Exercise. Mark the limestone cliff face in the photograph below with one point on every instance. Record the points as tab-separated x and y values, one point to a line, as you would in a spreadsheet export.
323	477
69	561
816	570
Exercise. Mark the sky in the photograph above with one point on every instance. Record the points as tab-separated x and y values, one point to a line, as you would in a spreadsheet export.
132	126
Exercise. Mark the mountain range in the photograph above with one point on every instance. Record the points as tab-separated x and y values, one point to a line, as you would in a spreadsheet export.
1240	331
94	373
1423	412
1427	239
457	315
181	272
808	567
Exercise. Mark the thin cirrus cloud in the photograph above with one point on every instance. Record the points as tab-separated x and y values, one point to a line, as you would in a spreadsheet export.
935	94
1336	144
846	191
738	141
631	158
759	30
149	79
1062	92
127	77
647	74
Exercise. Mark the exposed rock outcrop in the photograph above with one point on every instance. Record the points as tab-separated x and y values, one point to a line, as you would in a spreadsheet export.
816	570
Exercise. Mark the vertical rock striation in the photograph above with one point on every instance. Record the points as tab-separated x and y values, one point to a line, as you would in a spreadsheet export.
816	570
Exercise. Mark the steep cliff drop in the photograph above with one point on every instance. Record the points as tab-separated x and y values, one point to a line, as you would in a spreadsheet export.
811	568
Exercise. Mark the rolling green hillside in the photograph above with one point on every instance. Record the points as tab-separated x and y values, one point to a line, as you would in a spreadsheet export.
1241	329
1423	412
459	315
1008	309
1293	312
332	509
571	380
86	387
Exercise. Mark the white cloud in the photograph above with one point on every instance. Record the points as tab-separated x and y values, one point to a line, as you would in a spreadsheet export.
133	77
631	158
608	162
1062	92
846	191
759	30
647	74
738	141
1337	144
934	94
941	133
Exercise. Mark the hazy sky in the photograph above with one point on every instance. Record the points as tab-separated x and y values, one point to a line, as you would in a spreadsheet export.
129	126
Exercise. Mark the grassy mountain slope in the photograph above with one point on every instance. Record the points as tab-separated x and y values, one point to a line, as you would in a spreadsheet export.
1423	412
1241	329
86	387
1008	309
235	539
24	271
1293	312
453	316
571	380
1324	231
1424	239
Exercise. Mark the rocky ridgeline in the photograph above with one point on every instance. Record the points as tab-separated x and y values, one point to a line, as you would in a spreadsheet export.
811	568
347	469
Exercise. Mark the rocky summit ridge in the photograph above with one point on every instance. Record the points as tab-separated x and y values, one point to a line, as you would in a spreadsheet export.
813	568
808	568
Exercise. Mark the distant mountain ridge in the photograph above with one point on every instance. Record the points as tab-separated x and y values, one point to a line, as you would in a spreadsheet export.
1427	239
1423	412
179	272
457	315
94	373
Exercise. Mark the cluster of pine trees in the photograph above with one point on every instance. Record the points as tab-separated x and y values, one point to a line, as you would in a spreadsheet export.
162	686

▸ Exercise: Copy out the entire listing above line for line, with no changes.

▸ Completed exercise:
Exercise. Mark the limestone cliff face in the photograph below with one point on every instance. Record the points as tab-separated x and y values, one point to a line, as you would in a spreadsheet export.
323	477
69	561
816	570
Exercise. Mark the sky in the photograph above with one point on every instance. Record the points as tab-separated x and y values, one point to a line, as you would in a spreadsheet export.
132	126
Exercise. Mark the mountain range in the photograph above with one point on every instance. Record the points as tab-separated x and y values, one point to a line, as you would in a spreadsheet export.
1240	331
94	373
1423	412
1427	239
457	315
181	272
808	567
Exercise. Mark the thin cirrus cloud in the photograph above with one point on every instance. Record the points as tab-separated x and y values, one point to a line, as you would in a spreadsheet export.
935	94
1336	144
846	191
738	141
631	158
759	30
149	79
1062	92
127	77
647	74
Exercise. Mark the exposed rock outcrop in the photograph above with one point on every instance. Record the points as tab-separated x and y values, one point to a line, as you would in a spreadsheet export.
816	570
Exercise. Mark the vertical rock striation in the photograph above with one point on every instance. Record the points as tab-separated x and y values, one point to a line, as you would in a spreadsheet export.
816	570
Exercise. Mark the steep cliff drop in the photograph above with one point on every instance. Record the points as tab-separated x and y values, one point to a line, as you would in a spreadsheet export.
811	568
Exercise. Mark the rolling green hillside in the photograph above with one point on every instance. Record the points as tab-separated x and y values, one point to a line, as you would in a spreadsheet export.
1241	329
1423	412
459	315
1008	309
1293	312
332	509
571	380
86	387
Exercise. Mark the white cloud in the photograph above with one point on every instance. Record the points as tab-separated x and y values, one point to a line, as you would in a spreadsheet export.
133	77
631	158
608	162
1062	92
846	191
759	30
647	74
738	141
1337	144
934	94
941	133
Exercise. Mark the hazy sky in the photograph above with one point on every instance. Record the points as tab-separated x and y values, one point to a line, as you would in a spreadsheet export.
129	126
Exercise. Mark the grassy mountain slope in the photograph above with one point on every instance. Record the points as tab-separated x and y values, one point to a line, as you would in a spreadsheet export.
1423	412
1241	329
86	387
1008	309
235	539
24	271
1293	312
453	316
571	380
1324	231
1424	239
Exercise. Mark the rocky ridgeline in the photograph above with one point on every instance. Record the points as tab-separated x and y values, one point to a line, as you would in a spreadsheet export.
811	568
347	469
Exercise. Mark the rocky summit ridge in the photograph above with one point on every instance. Record the points as tab-separated x and y values, one point to a line, as you would in a spreadsheet export.
813	568
808	568
Exercise. Mark the distant mountain ridge in the photograph above with one point on every instance. Record the points as tab-separated x and y values, one point to a line, as you would in a spreadsheet export.
1427	239
1423	412
179	272
457	315
94	373
Exercise. Mark the cluster of pine trees in the photograph above with one point on every instance. Record the points as tab-separated x and y values, one point to a line, as you would in a spreadsheet export.
162	686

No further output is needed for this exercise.